[Text provided]
* * * * *

When you eat carbohydrates, your blood sugar levels rise. The glycaemic index, or GI, classifies carbohydrate-containing foods according to their potential to raise your blood sugar level, says the National Health Service (NHS). This is valuable information if you have blood sugar issues or you want to regulate your energy levels throughout the course of the day. The index ranges from zero to 100; foods below 55 are considered low-glycaemic.
Vegetables are high in water content, vitamins, minerals and fibre. They are also low in fat, low in carbs and low on the glycaemic index. Asparagus, spinach, broccoli, collards, cauliflower, bean sprouts, radishes and cucumbers rank among the lowest, with GI readings below 20.
Fruits are high in natural sugar, carbs, fibre, vitamins and water content. They are also low in fat, low in protein and with the exception of avocados, low in fat. Apples, bananas, cherries, oranges, pears, peaches, strawberries and grapefruit are all low on the GI chart. Cherries rank among the lowest at 22 and bananas come in at 54.
Whole grains are high in fibre and complex carbs, and low in fat. They also offer moderate amounts of protein. Pearl barley, rice, wheat kernels and rye are examples. Whole grain bread, pasta and bran cereal are all low on the glycaemic index as well.
Legumes are foods that have seeds and a protective outer shell. They are high in fibre, protein and complex carbs, and low in fat. Black-eyed peas, peanuts, chickpeas, pinto beans, white beans, kidney beans, lentils and soya beans are all low on the glycaemic index. Lentils rank at 52 and soya beans are the lowest at 16.
Dairy products are known for their high fat, protein and calcium content, but they also have a moderate amount of carbs. A number of dairy products are also low on the glycaemic index. Milk, margarine, yoghurt, cheese, sour cream and low-fat ice cream are all 50 or less on the GI chart.
As the name implies, root vegetables grow in the ground as roots. They are high in fibre and complex carbs; some are low on the glycaemic index. Sweet potatoes, carrots and yams are examples. Yams come in at 39 and sweet potatoes at 54.
Juices offer the same benefits as the fruits from which they're derived, except that they lack fibre content. Orange, carrot, pineapple, grapefruit and apple juices are all low on the glycaemic index, ranking 52 or below.

* * * * *

[Collected material]

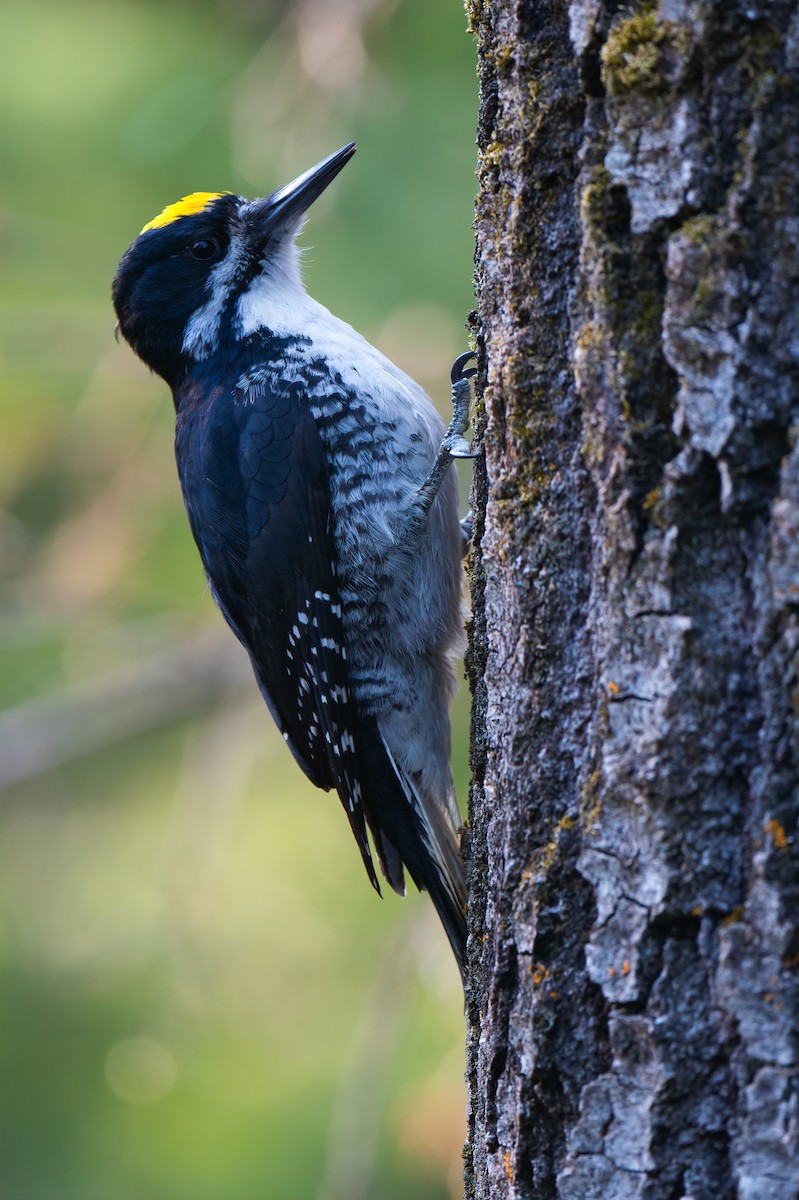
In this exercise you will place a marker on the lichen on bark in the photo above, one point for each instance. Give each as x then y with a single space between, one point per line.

* * * * *

Reproduce word for word the stretch of the glycaemic index text from "Vegetables are high" up to and including "come in at 54.".

[Written solution]
Vegetables are high in water content, vitamins, minerals and fibre. They are also low in fat, low in carbs and low on the glycaemic index. Asparagus, spinach, broccoli, collards, cauliflower, bean sprouts, radishes and cucumbers rank among the lowest, with GI readings below 20.
Fruits are high in natural sugar, carbs, fibre, vitamins and water content. They are also low in fat, low in protein and with the exception of avocados, low in fat. Apples, bananas, cherries, oranges, pears, peaches, strawberries and grapefruit are all low on the GI chart. Cherries rank among the lowest at 22 and bananas come in at 54.